## REQUIRED TASKS
**a)** In the article on SQL analytic functions, shorten the paragraph that starts with "I could add the student information" and keep its main facts.
**b)** Locate each line of the entries that includes the word "shoulder" and copy those lines out.
-------- DOCUMENT TEXT --------
In this article, I explain what SQL analytic functions are, how they are different from other functions, and show you some examples.
Table of Contents
What Are SQL Analytic Functions?
Analytic functions are functions that calculate an aggregate value based on a group of rows.
A recent article I wrote on SQL aggregate functions mention that aggregate functions calculate an aggregate value for a result set, which must be grouped by the columns in the SELECT statement or to find an overall value.
With analytic functions, however, you can group the data that is used to calculate the function’s result, but show a value one each record in the result set, without grouping.
An analytic function generally looks like this:
function_name ( arguments ) OVER ( [query_partition_clause]
[ORDER BY order_by_clause [windowing_clause] ] )
Many of the aggregate functions can also be used as an analytic function.
SQL Analytic Function Example
Let’s take a look at an example.
If you had a table that looked like this:
SELECT * FROM student;
STUDENT_ID | FIRST_NAME | LAST_NAME | FEES_PAID | ADDRESS_STATE |
1 | John | Smith | 100 | New York |
2 | Susan | Johnson | 150 | Colorado |
3 | Tom | Capper | 320 | Nevada |
4 | Mark | Holloway | 410 | New York |
5 | Steven | Webber | 80 | New York |
6 | Julie | Armstrong | 0 | Texas |
7 | Michelle | Randall | Florida | |
8 | Andrew | Cooper | 400 | Texas |
9 | Robert | Pickering | 100 | Colorado |
10 | Tanya | Hall | 150 | Texas |
What if you want to find the number of students in each state, and display that next to each student record?
SELECT address_state,
COUNT(*)
FROM student
GROUP BY address_state;
ADDRESS_STATE | COUNT(*) |
Texas | 3 |
New York | 3 |
Colorado | 2 |
Nevada | 1 |
Florida | 1 |
This would work, but it would only show the states and the count. It doesn’t show the student information.
I could add the student information, but then the COUNT(*) records would only show 1 because they are grouped by the student’s first_name and last_name.
This is where analytic functions come in.
You can use the COUNT function as an analytic function
The COUNT function as an analytic function would look like this:
COUNT(*) OVER (PARTITION BY address_state)
This will find the COUNT of records for each state – but will not require any grouping in the SELECT statement.
-------- RECORDS TO PROCESS --------
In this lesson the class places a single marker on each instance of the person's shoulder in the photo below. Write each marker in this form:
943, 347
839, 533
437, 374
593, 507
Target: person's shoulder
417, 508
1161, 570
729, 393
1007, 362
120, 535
--------
## SOLUTIONS TO THE TASKS
**a)** Adding the student information would make each COUNT(*) value 1, because the rows would then be grouped by the student's first_name and last_name.

**b)**
In this lesson the class places a single marker on each instance of the person's shoulder in the photo below. Write each marker in this form:
Target: person's shoulder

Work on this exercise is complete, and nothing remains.